*RECORDED INFORMATION:*
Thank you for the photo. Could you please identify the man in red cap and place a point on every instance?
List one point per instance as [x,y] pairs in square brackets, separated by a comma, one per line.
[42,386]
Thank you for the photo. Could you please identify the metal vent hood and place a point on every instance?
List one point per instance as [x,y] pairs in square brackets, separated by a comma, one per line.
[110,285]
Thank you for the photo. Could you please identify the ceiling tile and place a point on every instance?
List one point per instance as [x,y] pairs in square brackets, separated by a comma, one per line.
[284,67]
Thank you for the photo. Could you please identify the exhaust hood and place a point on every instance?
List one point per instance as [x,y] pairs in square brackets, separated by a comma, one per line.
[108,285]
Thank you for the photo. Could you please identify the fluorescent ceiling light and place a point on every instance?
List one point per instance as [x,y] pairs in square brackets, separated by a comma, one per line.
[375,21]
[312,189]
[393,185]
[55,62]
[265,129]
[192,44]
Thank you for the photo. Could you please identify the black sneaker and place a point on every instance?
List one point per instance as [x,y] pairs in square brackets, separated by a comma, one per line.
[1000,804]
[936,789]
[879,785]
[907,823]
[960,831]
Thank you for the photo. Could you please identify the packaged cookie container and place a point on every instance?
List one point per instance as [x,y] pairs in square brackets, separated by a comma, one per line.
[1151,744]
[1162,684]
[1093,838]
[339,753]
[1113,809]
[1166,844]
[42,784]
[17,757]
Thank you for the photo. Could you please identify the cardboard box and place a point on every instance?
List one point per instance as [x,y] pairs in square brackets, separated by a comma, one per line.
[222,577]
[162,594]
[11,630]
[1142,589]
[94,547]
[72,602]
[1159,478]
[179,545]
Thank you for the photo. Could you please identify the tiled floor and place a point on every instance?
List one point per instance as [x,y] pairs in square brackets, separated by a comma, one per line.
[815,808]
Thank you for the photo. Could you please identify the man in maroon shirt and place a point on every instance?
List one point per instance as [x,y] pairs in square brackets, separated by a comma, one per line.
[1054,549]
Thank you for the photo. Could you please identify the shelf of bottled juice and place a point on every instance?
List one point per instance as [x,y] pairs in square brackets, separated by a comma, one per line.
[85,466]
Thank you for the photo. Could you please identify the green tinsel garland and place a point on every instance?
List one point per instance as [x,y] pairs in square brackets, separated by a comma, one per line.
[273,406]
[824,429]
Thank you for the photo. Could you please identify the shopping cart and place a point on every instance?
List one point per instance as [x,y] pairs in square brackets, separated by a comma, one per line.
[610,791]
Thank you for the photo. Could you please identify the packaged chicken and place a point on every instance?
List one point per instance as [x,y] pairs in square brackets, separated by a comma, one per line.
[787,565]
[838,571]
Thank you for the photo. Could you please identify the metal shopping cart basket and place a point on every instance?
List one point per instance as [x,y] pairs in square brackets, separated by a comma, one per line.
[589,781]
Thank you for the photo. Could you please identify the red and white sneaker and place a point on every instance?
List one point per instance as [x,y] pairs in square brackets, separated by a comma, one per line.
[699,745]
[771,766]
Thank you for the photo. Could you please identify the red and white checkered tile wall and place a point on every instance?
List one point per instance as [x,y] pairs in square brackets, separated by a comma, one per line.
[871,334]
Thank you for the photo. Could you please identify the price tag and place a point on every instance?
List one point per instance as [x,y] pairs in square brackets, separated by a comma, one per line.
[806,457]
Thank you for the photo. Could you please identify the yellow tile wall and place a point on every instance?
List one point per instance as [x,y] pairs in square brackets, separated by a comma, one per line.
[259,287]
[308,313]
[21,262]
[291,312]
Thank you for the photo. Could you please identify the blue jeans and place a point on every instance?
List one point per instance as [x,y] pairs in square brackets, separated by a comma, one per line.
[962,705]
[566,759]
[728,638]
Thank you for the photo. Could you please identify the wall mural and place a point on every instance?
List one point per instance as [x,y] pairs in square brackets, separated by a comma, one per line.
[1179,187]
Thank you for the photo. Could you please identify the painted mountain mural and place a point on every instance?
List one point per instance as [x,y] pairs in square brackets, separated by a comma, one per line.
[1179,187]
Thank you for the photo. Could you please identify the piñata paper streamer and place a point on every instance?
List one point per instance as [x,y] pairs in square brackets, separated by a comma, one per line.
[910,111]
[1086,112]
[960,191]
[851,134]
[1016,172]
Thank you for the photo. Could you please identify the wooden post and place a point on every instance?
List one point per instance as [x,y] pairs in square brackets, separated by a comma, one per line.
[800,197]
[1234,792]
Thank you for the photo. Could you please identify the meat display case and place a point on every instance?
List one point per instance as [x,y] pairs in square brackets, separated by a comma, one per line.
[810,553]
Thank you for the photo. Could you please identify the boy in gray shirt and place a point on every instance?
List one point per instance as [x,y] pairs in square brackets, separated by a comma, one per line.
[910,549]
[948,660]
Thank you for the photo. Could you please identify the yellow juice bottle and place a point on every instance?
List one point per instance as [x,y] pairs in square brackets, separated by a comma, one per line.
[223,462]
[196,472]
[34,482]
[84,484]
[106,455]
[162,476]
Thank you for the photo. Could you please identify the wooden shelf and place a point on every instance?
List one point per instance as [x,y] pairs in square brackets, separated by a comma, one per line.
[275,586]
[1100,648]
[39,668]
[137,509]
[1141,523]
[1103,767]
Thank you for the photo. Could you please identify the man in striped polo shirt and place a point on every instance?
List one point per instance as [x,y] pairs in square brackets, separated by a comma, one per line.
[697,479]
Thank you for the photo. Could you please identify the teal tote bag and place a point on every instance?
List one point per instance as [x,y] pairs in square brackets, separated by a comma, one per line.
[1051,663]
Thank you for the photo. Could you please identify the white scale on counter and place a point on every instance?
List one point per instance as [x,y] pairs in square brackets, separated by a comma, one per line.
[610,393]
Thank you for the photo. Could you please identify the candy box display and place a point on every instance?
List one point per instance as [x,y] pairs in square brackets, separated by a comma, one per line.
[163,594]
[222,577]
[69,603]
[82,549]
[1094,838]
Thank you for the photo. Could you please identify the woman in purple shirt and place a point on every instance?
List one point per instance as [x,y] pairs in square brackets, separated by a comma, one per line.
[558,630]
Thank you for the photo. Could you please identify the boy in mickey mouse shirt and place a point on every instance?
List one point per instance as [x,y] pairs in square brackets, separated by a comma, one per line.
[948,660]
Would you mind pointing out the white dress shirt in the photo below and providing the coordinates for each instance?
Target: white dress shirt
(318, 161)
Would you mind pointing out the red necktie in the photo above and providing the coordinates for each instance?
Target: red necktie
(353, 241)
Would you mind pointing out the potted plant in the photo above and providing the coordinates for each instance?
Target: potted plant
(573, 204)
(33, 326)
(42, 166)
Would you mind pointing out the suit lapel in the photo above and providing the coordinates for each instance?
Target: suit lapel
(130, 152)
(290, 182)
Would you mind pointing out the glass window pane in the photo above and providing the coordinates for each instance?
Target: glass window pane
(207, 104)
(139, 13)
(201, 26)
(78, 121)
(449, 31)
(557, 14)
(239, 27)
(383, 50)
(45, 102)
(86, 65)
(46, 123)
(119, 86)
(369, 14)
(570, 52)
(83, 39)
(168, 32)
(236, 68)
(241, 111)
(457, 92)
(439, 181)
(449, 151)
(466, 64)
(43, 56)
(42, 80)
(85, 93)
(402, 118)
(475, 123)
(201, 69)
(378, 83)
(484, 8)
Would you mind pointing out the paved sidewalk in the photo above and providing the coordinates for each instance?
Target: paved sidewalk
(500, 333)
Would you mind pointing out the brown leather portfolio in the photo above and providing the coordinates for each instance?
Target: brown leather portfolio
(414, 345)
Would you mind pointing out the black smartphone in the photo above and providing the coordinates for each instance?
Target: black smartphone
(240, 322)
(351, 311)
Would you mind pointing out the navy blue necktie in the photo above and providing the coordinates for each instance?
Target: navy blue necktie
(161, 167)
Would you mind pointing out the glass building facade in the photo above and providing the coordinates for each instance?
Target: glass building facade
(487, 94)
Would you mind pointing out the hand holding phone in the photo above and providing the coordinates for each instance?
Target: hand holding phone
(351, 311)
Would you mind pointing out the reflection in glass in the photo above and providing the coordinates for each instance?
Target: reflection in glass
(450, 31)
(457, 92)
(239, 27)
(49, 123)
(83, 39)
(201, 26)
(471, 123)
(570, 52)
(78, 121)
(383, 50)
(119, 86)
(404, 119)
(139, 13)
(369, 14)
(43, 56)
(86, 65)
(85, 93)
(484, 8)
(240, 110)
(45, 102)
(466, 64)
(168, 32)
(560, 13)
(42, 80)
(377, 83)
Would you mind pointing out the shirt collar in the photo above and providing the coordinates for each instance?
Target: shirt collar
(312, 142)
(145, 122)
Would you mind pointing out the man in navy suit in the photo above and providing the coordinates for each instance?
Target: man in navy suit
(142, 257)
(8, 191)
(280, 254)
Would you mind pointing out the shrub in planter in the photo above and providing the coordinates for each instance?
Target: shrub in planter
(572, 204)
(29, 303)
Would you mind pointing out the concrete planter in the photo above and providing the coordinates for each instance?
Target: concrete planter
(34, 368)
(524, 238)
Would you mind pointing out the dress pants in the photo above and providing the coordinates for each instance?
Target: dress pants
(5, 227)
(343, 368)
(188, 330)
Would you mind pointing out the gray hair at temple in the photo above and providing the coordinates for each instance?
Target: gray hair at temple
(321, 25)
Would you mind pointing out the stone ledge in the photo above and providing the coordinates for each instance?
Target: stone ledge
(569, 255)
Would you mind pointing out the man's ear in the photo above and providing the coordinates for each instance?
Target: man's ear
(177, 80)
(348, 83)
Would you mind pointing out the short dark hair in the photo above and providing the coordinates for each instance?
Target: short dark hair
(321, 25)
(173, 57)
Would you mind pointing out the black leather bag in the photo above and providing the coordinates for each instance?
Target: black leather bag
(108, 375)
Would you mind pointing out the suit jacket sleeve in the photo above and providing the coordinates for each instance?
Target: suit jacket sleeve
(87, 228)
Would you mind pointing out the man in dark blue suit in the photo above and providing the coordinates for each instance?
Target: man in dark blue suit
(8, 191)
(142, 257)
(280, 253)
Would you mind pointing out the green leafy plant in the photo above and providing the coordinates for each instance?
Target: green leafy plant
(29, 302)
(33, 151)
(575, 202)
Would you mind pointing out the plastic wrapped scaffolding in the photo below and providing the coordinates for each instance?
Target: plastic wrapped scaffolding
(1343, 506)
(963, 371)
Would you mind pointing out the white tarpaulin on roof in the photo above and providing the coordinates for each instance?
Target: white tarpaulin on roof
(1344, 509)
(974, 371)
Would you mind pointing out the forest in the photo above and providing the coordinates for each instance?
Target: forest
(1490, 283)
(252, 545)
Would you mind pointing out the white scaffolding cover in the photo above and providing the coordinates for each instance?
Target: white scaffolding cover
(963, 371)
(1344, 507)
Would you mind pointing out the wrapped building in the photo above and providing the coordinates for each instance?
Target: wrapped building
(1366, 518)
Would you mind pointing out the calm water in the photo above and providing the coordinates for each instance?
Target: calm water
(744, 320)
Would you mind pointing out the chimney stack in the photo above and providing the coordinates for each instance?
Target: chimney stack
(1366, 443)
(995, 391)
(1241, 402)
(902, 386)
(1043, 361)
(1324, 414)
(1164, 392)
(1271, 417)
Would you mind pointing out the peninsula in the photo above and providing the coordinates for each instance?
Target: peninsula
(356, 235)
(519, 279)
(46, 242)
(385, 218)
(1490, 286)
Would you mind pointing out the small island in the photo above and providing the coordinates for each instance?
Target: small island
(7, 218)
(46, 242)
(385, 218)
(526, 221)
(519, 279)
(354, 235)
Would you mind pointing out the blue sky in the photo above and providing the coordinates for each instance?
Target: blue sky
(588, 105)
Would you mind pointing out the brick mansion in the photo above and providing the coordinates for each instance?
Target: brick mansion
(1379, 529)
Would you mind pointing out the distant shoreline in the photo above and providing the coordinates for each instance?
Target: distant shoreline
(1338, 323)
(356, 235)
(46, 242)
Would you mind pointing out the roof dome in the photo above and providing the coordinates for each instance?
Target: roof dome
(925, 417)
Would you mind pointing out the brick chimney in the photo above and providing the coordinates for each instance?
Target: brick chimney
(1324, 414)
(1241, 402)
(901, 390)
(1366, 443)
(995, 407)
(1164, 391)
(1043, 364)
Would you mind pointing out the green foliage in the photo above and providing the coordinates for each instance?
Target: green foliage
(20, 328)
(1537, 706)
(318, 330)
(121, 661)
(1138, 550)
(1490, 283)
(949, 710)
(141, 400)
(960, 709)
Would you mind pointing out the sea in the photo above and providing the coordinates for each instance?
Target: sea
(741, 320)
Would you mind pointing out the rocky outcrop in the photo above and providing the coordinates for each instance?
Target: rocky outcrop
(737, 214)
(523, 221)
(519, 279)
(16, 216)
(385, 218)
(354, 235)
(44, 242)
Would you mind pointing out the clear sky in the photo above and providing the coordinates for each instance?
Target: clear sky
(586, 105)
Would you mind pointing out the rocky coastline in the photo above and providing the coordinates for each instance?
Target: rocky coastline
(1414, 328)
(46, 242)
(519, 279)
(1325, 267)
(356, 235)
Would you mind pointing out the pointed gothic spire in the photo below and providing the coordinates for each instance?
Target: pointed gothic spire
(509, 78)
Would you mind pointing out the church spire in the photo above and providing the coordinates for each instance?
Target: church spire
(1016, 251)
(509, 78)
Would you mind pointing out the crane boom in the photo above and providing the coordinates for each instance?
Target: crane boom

*OBJECTIVE:*
The required output is the exact sequence of lines from the one containing "Would you mind pointing out the pointed" through the end of the listing, both endpoints included.

*REPLY TO THE TASK:*
Would you mind pointing out the pointed gothic spire in the photo below and providing the coordinates for each instance?
Target: pointed gothic spire
(509, 78)
Would you mind pointing out the church spire in the photo above and providing the coordinates for each instance?
Target: church spire
(1016, 251)
(509, 78)
Would you mind pointing out the crane boom in the photo above and providing the coordinates for each instance?
Target: crane boom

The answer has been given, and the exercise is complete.